Saturday, August 12, 2006

Cuba's past and future populations

For most of its post-Columbian history, Cuba has had a relatively small population, numbering barely more than a quarter-million people by 1792 and only reaching the total of one million people in the 1840s. During the first three centuries of Spanish rule, Cuba was neglected in preference to the much richer mainland; in the final century of Spanish rule, a Cuba that was now one of Spain's major colonies prospered thanks to an open economy dominated by its sugar plantations. Cuba's white population was bolstered first by the immigration of French refugees from the future Haiti then by substantial immigration from metropolitan Spain, complementing a very large Afro-Cuban population and the substantial Chinese Cuban community created, like the other Asian immigrant communities in the 19th century Caribbean, to replace the labour that enslaved Africans were once forced to provide.

**Entries**

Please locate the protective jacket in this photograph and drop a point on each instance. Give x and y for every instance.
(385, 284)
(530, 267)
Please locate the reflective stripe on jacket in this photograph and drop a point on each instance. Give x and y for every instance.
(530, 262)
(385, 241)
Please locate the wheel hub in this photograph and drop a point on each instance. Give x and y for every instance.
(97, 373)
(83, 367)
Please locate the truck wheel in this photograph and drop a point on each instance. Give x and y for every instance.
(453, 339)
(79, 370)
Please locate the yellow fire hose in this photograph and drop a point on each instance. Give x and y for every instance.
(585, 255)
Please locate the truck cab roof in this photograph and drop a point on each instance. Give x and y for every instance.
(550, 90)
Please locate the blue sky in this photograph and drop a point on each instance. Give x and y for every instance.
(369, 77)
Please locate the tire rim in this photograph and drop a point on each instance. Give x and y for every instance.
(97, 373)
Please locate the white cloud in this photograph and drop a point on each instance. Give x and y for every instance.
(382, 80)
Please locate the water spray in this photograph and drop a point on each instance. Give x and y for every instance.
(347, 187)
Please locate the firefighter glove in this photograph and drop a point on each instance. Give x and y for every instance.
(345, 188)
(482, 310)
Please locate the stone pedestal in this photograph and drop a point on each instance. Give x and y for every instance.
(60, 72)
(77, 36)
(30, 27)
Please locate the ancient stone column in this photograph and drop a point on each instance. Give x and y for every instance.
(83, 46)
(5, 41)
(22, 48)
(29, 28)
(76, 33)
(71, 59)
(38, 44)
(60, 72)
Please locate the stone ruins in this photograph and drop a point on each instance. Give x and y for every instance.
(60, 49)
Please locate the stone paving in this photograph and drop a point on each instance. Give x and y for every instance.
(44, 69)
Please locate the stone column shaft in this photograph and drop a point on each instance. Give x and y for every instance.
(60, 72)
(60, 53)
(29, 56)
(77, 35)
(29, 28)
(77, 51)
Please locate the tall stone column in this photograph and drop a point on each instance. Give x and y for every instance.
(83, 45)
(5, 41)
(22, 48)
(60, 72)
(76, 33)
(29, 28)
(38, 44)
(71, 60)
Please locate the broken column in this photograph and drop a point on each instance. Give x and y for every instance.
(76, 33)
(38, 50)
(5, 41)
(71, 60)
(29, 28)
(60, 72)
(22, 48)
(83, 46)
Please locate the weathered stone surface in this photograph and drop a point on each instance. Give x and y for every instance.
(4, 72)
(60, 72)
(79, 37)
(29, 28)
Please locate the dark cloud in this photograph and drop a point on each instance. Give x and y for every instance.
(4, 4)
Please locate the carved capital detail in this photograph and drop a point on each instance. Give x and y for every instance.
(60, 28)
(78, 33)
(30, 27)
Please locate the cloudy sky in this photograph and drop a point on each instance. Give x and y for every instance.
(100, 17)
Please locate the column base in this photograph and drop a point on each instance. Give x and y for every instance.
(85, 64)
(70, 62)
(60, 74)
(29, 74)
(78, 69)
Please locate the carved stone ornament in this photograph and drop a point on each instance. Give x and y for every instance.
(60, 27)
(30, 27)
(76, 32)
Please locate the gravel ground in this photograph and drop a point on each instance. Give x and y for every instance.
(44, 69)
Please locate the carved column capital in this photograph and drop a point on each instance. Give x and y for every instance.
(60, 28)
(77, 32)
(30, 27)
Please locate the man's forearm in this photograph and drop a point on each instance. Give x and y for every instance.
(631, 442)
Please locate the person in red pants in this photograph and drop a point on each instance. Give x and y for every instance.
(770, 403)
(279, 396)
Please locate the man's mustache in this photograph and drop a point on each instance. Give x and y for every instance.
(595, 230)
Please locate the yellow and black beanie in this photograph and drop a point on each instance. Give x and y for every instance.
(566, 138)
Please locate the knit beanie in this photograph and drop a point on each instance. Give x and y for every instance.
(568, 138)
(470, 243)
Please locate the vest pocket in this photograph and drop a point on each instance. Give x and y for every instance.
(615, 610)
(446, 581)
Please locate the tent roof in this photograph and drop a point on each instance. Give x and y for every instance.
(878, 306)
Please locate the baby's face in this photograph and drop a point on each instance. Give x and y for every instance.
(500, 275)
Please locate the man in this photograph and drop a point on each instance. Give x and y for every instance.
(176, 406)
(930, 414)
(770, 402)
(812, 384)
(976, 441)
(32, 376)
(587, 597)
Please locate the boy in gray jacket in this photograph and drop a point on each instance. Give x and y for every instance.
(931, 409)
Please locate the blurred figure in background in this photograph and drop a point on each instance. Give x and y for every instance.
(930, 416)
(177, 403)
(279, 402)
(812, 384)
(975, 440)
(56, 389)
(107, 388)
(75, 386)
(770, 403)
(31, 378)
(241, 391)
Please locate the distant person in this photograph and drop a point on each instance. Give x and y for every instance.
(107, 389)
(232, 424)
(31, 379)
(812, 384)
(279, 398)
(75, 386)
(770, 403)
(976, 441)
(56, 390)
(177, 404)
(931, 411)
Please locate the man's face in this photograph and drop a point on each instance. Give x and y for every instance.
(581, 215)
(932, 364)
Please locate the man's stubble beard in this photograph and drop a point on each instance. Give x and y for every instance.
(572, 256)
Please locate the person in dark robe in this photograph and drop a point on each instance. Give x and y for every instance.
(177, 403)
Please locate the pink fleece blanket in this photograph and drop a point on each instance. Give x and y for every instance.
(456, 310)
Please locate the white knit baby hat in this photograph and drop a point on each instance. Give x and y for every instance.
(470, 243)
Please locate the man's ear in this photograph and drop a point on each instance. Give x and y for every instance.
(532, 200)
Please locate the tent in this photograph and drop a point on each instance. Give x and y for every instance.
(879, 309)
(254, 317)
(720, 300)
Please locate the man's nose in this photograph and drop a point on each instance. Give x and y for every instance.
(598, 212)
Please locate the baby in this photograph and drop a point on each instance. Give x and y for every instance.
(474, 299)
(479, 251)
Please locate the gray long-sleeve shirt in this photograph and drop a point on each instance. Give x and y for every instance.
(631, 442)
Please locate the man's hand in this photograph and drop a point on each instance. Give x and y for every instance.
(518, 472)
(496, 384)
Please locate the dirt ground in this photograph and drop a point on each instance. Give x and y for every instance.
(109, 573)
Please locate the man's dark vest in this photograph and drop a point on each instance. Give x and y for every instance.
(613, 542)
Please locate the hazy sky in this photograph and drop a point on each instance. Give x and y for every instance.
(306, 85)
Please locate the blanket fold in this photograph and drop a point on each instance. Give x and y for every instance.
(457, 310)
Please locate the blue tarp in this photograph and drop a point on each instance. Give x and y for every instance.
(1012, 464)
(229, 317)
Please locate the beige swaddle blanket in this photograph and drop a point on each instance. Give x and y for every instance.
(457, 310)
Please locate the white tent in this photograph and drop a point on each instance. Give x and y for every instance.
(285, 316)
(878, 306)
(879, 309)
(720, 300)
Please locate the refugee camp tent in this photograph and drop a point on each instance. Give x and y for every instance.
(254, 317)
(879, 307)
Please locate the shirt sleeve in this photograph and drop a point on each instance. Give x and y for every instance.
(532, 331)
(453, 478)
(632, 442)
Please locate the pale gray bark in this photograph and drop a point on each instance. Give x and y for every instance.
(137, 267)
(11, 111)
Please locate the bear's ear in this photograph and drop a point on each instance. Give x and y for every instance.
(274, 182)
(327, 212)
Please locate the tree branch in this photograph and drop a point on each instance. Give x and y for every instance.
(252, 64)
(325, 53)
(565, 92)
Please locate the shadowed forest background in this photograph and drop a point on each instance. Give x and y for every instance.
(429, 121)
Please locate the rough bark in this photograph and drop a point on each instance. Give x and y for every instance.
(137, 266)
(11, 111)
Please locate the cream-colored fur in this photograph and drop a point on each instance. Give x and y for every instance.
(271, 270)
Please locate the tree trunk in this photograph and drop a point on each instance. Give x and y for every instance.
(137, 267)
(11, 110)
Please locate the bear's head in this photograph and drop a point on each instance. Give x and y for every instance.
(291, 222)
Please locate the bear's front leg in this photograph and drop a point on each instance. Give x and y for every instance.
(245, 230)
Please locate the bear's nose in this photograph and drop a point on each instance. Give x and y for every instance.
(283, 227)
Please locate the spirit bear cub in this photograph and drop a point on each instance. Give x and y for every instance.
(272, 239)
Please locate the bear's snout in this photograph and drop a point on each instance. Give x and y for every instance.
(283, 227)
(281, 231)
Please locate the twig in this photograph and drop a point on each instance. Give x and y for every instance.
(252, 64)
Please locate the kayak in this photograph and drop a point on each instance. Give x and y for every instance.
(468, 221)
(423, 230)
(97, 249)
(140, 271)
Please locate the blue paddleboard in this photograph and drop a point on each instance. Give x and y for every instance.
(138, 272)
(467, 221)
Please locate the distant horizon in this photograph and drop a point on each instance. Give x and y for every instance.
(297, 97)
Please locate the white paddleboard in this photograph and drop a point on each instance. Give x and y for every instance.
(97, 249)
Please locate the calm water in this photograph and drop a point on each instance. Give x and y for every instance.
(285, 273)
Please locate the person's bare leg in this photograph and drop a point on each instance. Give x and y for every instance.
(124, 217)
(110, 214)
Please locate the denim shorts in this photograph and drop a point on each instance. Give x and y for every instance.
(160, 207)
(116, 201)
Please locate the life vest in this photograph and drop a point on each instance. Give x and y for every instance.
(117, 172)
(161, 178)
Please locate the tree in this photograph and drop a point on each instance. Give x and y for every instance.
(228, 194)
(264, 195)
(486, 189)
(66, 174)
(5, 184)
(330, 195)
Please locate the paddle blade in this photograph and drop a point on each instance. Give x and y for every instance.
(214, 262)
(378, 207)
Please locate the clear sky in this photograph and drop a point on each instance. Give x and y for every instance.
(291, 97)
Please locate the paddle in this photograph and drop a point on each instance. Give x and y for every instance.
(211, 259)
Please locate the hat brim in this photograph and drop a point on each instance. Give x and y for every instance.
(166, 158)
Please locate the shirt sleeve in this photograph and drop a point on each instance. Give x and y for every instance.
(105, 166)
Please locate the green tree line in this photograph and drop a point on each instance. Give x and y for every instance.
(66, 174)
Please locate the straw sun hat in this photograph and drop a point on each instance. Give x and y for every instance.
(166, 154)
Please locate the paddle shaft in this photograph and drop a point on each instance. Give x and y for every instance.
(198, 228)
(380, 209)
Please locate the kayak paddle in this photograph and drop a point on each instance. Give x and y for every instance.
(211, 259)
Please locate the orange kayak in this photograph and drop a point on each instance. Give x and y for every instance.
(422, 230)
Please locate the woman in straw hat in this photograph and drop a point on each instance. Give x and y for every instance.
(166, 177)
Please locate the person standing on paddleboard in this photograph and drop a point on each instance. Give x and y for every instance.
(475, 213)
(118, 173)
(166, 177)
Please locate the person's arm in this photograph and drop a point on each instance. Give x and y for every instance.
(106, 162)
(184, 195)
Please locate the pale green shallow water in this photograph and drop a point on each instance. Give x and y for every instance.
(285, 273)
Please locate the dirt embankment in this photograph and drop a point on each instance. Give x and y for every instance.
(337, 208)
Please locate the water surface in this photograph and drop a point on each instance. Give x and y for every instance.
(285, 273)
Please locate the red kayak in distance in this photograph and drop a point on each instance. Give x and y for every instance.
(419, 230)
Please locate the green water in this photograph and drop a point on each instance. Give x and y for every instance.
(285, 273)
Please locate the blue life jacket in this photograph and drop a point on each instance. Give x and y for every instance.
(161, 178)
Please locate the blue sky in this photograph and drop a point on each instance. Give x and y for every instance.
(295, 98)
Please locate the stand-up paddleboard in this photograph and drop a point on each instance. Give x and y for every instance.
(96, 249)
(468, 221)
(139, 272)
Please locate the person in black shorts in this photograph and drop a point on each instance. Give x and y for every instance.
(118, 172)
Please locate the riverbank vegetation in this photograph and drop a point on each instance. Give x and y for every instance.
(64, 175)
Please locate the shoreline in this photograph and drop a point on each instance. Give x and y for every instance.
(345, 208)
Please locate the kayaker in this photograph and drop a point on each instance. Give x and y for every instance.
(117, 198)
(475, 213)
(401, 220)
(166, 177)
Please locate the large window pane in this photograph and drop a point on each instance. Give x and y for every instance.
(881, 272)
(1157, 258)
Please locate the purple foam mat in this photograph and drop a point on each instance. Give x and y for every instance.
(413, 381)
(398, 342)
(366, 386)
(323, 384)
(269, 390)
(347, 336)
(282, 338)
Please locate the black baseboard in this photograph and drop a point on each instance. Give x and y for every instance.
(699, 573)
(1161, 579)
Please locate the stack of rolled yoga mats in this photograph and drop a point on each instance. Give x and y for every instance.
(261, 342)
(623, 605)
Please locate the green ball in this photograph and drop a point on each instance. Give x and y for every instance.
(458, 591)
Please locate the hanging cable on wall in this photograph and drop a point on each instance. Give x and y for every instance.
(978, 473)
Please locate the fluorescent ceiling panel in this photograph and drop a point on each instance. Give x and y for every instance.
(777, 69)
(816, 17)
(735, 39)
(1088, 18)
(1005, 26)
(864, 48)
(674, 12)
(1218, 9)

**Jobs**
**1.** Write out the part of the post on Cuba's populations that opens with the words containing "For most of" and closes with "forced to provide.".
**2.** Write what comes next in the post on Cuba's populations, picking up after its last sentence.
The rows above were taken from a separate source.

**Responses to the tasks**
**1.**
For most of its post-Columbian history, Cuba has had a relatively small population, numbering barely more than a quarter-million people by 1792 and only reaching the total of one million people in the 1840s. During the first three centuries of Spanish rule, Cuba was neglected in preference to the much richer mainland; in the final century of Spanish rule, a Cuba that was now one of Spain's major colonies prospered thanks to an open economy dominated by its sugar plantations. Cuba's white population was bolstered first by the immigration of French refugees from the future Haiti then by substantial immigration from metropolitan Spain, complementing a very large Afro-Cuban population and the substantial Chinese Cuban community created, like the other Asian immigrant communities in the 19th century Caribbean, to replace the labour that enslaved Africans were once forced to provide.

**2.**
The incessant wars of independence in the late 19th century slowed Cuba's growth somewhat. After Cuba became independent, the 1899 census recorded a total population of 1.57 million people, 89% of whom were born in Cuba. This Cuba was still at a very early

Abel F. Losada Alvarez' 2000 paper "Demographic change and economic growth in Cuba (1898-1958)" (PDF format) provides an excellent outline of the first six decades of independent Cuba's demographic history.

Let us bear in mind that most works on economic growth in developing countries locate the development threshold, demographically speaking, at a life expectancy between 50 and 55 years of age and a net reproduction rate between 2.0 and 1.75. In 1953, Cuba was already on its way to the so-called "modern population growth", with a life expectancy slightly over 60 for both sexes and a NRR of around 1.75.

In the 1950-1955 period, Cuba was clearly outside the "Strategic Growth Territory" of Latin America at that point, in an intermediate position between the Western European "territory" of the thirties and that of the whole of Latin America around 1985-90. These stages of demographic development have been conformed by the confluence of modernization factors and elements which have conditioned the rhythm and variety of this modernization.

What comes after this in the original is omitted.